Records from a data collection
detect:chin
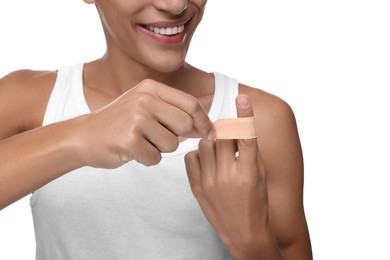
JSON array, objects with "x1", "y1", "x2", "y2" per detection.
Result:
[
  {"x1": 157, "y1": 63, "x2": 185, "y2": 73},
  {"x1": 146, "y1": 57, "x2": 187, "y2": 73}
]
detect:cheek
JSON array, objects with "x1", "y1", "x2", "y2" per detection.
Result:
[
  {"x1": 196, "y1": 0, "x2": 208, "y2": 4},
  {"x1": 191, "y1": 0, "x2": 208, "y2": 10},
  {"x1": 96, "y1": 3, "x2": 136, "y2": 42},
  {"x1": 103, "y1": 0, "x2": 140, "y2": 11},
  {"x1": 96, "y1": 0, "x2": 139, "y2": 28}
]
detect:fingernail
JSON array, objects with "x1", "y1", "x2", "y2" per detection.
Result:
[
  {"x1": 237, "y1": 95, "x2": 250, "y2": 109},
  {"x1": 207, "y1": 129, "x2": 216, "y2": 141}
]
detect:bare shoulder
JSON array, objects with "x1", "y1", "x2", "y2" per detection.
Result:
[
  {"x1": 239, "y1": 83, "x2": 303, "y2": 180},
  {"x1": 239, "y1": 84, "x2": 298, "y2": 137},
  {"x1": 239, "y1": 83, "x2": 302, "y2": 181},
  {"x1": 0, "y1": 69, "x2": 57, "y2": 139}
]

▸ Task
Would you reproduce the records exactly as they stand, but without the pictures?

▸ Written solution
detect:chin
JSON array, objects with "x1", "y1", "x2", "y2" per detection.
Result:
[
  {"x1": 157, "y1": 63, "x2": 185, "y2": 73},
  {"x1": 146, "y1": 57, "x2": 187, "y2": 73}
]
detect:cheek
JSON array, objects with "x1", "y1", "x2", "y2" per detection.
Result:
[
  {"x1": 196, "y1": 0, "x2": 208, "y2": 4},
  {"x1": 191, "y1": 0, "x2": 208, "y2": 10},
  {"x1": 96, "y1": 3, "x2": 136, "y2": 42},
  {"x1": 103, "y1": 0, "x2": 140, "y2": 11},
  {"x1": 96, "y1": 0, "x2": 139, "y2": 28}
]
detect:fingernail
JSON array, objects with "x1", "y1", "x2", "y2" per detection.
Result:
[
  {"x1": 237, "y1": 95, "x2": 250, "y2": 109},
  {"x1": 207, "y1": 129, "x2": 216, "y2": 141}
]
detect:bare shoulder
JSON array, objects with "x1", "y1", "x2", "y2" per detection.
Result:
[
  {"x1": 239, "y1": 83, "x2": 303, "y2": 180},
  {"x1": 239, "y1": 84, "x2": 298, "y2": 137},
  {"x1": 239, "y1": 83, "x2": 302, "y2": 181},
  {"x1": 0, "y1": 69, "x2": 57, "y2": 139}
]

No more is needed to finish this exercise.